LISTED ENTRIES.
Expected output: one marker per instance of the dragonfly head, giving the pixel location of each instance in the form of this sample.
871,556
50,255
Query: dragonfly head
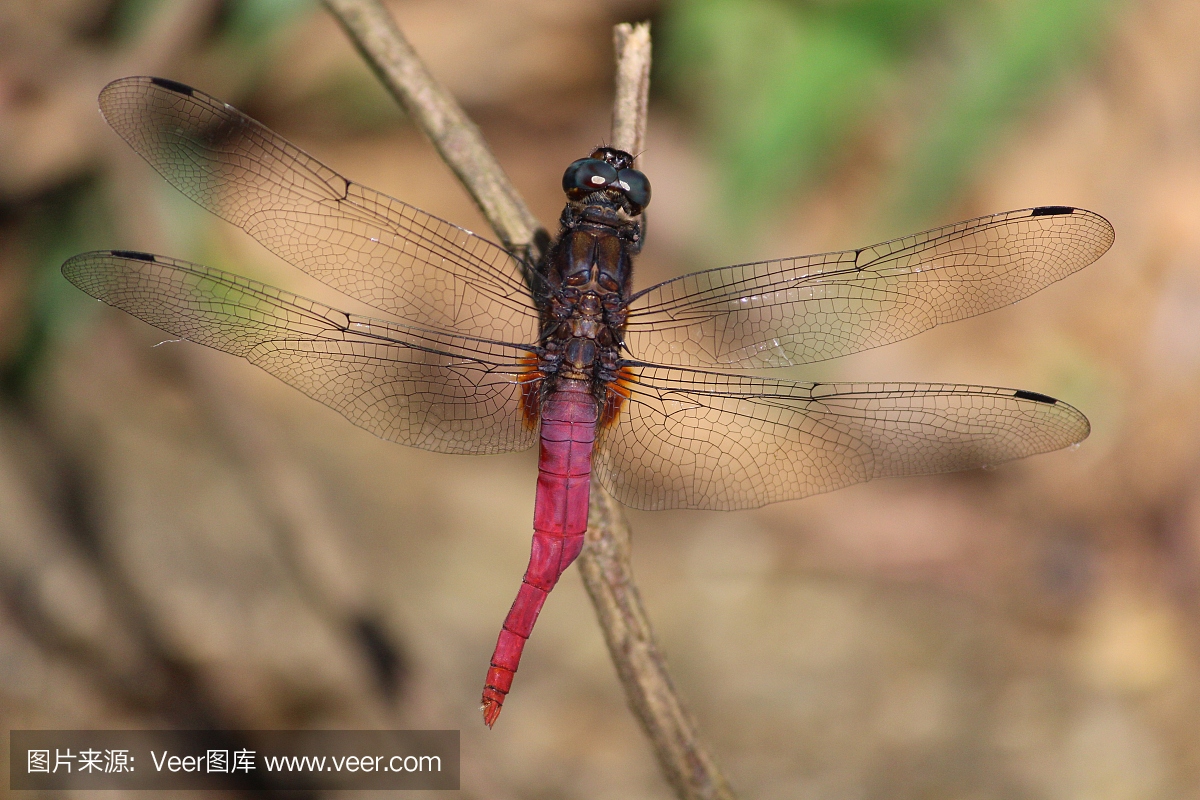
607,178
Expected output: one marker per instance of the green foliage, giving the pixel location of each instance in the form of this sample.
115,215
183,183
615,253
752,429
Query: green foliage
781,88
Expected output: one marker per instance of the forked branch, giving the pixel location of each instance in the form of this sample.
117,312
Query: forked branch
605,561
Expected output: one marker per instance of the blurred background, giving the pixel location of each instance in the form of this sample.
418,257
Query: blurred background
186,542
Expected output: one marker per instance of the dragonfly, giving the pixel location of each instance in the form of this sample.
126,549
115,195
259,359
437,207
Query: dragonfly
479,350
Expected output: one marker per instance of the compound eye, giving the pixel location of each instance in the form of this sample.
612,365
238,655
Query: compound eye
635,186
588,175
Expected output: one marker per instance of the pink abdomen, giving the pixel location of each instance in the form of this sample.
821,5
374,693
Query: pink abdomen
559,521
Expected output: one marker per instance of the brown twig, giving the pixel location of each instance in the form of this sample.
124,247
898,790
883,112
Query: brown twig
605,563
456,138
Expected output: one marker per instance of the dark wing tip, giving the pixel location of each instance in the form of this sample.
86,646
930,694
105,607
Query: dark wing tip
1051,210
1020,394
173,85
132,253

WHAT THE TASK REQUIRES.
Transcribe all of the records above character for character. Exclude the pictures.

OUTPUT BELOW.
Expected output: one marker per instance of the dragonfly head, giving the pixel location of each instance in the form of this sample.
871,556
50,255
Query: dragonfly head
607,178
Expected output: one marker per instance of the green foliage, giving the pixel location of each instance in the form of this sample.
115,215
183,183
615,253
752,429
Query: green foliage
781,88
Expected output: one marker per instance of the forked branch, giving the pixel location of each instance in the form of this sample.
117,312
Query: forked branch
605,561
Expected output: one marker per instance of the blurred background, giving the pixel location of each instance in the form of this sample.
418,257
Query: blurred background
186,542
Expected output: one marker per instance of the dragonfly, giving the pixel location of each instance in the form of this sample.
126,549
115,195
259,359
437,207
Query: dragonfly
479,350
Expected output: one marker per instance of the compound eye, giving the pixel location of each instance in the form of this sample.
612,365
238,655
Query: compound eye
635,186
588,175
Expected output: one marker per instance of the pink abdomen, giving the pixel location of each instance in the form of this sample.
821,5
374,693
Query: pink abdomen
559,521
Expected output: one marker per instance of the brown twig, giving the pixel location of each instance in the form of this sample.
124,247
898,790
883,112
Query: brown twig
605,563
456,138
Expected output: one marker per instance of the dark wing tip, giving the pixel location of each instance in the form of this sample.
86,646
930,694
105,607
Query: dark wing tip
1051,210
1020,394
173,85
132,253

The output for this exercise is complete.